— Begin EXTRACTED DATA —

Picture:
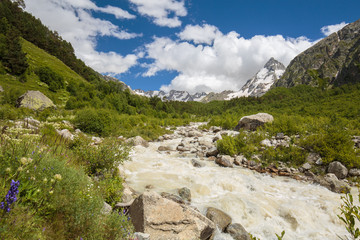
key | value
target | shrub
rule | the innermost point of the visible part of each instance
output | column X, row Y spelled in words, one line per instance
column 51, row 78
column 101, row 121
column 99, row 159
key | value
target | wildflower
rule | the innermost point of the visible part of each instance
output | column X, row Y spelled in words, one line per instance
column 10, row 197
column 23, row 160
column 58, row 177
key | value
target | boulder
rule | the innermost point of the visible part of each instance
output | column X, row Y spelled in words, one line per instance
column 141, row 236
column 334, row 184
column 165, row 148
column 107, row 209
column 197, row 163
column 313, row 158
column 221, row 219
column 338, row 169
column 354, row 172
column 138, row 141
column 266, row 143
column 217, row 137
column 66, row 134
column 213, row 152
column 306, row 166
column 252, row 122
column 225, row 161
column 34, row 100
column 238, row 232
column 172, row 197
column 241, row 159
column 185, row 194
column 32, row 121
column 165, row 219
column 194, row 133
column 215, row 129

— End EXTRACTED DATA —

Reproduce the records from their start through the line containing "column 99, row 159", substituting "bush" for "shrub" and keeping everything else unchanged. Omit the pictures from the reproduction.

FINAL RESULT:
Picture:
key | value
target | bush
rule | the innermost point of the visible part of each instance
output | column X, row Y spelled in words, one line per instance
column 51, row 78
column 101, row 121
column 99, row 159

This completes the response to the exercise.